**Data for processing:**
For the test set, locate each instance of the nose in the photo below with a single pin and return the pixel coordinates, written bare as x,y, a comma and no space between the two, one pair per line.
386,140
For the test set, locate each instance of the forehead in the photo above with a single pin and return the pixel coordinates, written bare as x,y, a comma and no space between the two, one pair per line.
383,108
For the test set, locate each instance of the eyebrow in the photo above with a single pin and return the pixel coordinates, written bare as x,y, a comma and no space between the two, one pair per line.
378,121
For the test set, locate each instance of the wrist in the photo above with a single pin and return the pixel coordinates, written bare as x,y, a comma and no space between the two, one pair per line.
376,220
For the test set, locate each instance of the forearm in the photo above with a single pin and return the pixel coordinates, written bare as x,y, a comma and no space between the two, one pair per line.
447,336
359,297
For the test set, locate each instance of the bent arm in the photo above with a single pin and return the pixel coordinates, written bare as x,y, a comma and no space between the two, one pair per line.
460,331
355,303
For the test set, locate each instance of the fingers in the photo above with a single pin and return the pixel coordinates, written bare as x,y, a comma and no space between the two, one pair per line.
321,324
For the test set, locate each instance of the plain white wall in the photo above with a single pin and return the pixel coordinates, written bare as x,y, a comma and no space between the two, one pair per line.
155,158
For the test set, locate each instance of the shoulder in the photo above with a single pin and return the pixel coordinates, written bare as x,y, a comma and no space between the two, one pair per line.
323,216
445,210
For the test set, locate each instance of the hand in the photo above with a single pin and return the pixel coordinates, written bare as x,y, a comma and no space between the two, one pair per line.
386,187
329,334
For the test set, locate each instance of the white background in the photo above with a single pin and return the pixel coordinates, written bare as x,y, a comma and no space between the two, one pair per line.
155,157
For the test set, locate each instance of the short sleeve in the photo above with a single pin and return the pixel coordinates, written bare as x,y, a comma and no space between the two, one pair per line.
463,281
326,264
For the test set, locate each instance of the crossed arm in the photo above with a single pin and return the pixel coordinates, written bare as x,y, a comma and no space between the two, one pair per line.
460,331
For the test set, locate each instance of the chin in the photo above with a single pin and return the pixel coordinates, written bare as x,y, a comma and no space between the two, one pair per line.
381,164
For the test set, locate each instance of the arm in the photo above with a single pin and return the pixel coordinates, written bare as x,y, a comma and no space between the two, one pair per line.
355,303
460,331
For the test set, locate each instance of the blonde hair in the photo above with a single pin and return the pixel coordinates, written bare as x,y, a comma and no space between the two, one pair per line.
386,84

**Do this:** Starting at the line containing "For the test set, locate each instance of the white" and ending at the last line of the entries, reproduce every line with its wording intact, multiplying each x and y coordinate in the answers by 1.25 and rounding to whole numbers, halves up. Output only those lines.

**Result of the task:**
For the test set, locate each instance of the white background in the photo above with a single pin and return the pixel coordinates, written bare as x,y, a comma and no space between the two, one pair per line.
194,196
For the test set, locate each instance of the short sleeve in the photo above with a single pin and return the pixel coordinates, written bare as x,y, a comma and no space between the two, one pair per line.
579,351
408,330
For the test set, locate each instance of the crossed arm in the photo above with a single pin and return the pixel coordinates, written bare as x,y, a comma and no space between the two, one pair per line.
575,414
For the test set, locate each instance of the chin in the photo above with a single pin and return the pixel coordinates, written bare as x,y, a comma and no space between the two, one pair per line.
476,205
For the test set, locate each instance of the arm in the photo above with a single pin and return the pixel coordinates, written bare as x,y, a comma and no space between the two, one pair per line.
444,379
575,414
For the test set, locate each instance of the blonde hair in the photo above with a single pin and return the pixel coordinates, written bare as x,y, a comma and no space between the two, one pair per line.
483,105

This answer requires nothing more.